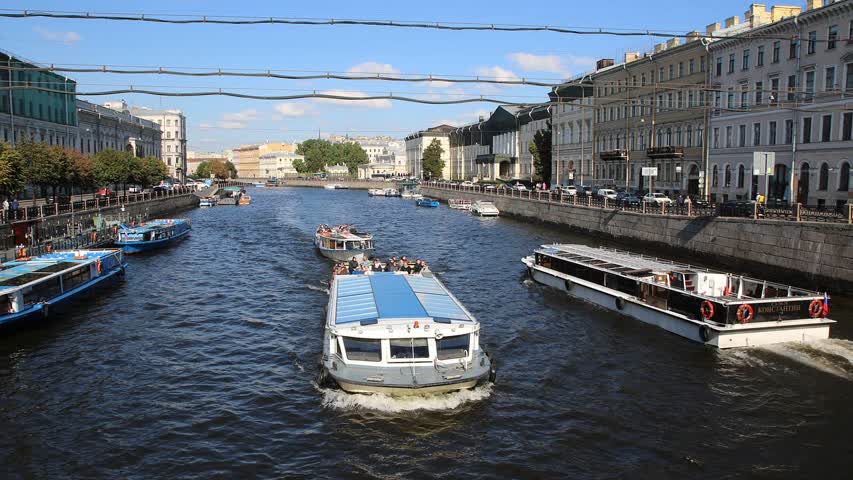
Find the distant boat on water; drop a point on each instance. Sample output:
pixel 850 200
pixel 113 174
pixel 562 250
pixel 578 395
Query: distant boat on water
pixel 152 234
----
▶ TASK BRIEF:
Rewrite the data above with every "boat" swapped for "ship" and nothing else changed. Leave out the pictures.

▶ SOLUTION TO THE EXERCISE:
Find the distant ship on water; drop a point on each instance. Sample output:
pixel 850 200
pixel 113 174
pixel 562 250
pixel 578 395
Query: distant ship on water
pixel 152 234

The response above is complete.